● DIRECTIONS FOR THIS TASK
Print, exactly as given, each line of the data from the line containing "skyline in the photo above." up to and including its last line.
□ □ □ □ □ □ □
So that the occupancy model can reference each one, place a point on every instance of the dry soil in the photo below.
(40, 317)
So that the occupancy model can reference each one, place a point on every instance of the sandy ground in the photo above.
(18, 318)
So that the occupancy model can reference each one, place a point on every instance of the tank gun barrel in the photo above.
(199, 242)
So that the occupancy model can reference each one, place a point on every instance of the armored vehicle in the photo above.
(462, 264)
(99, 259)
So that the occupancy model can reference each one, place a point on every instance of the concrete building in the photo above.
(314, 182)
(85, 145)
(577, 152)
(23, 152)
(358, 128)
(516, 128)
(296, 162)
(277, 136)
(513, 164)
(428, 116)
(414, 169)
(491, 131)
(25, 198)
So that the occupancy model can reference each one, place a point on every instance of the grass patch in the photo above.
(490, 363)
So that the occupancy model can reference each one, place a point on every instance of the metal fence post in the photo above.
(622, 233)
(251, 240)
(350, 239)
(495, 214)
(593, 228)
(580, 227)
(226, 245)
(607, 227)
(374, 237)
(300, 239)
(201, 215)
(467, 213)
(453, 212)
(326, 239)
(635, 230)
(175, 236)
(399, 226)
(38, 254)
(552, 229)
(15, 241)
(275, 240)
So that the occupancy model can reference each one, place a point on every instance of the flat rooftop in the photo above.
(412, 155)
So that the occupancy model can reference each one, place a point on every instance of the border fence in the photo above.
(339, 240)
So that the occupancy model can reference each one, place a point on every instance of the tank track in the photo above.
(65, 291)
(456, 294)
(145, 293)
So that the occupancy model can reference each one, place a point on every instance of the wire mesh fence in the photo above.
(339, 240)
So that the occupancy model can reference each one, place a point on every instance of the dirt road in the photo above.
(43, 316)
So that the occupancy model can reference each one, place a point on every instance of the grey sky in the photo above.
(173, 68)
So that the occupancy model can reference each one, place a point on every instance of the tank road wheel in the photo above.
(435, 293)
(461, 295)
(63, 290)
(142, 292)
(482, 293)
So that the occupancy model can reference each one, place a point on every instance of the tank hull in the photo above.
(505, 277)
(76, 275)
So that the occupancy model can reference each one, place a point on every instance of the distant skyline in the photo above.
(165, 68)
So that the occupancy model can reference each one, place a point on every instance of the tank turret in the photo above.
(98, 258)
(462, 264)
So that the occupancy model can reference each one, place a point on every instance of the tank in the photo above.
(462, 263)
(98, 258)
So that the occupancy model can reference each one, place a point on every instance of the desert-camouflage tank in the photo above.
□ □ □ □ □ □ □
● ANSWER SECTION
So that the occupancy model can reference each one, place a point on every instance of the distant skyline in the photo above.
(165, 68)
So that the occupancy model can reference each one, place a point on every instance of the tank turret in the photo above.
(98, 258)
(462, 264)
So that the occupancy model can reference each one, place a point on every instance of the tank in the photo above.
(462, 263)
(98, 258)
So that the occupancy model can reference each one, place a point on every instance of the desert-camouflage tank in the photo above.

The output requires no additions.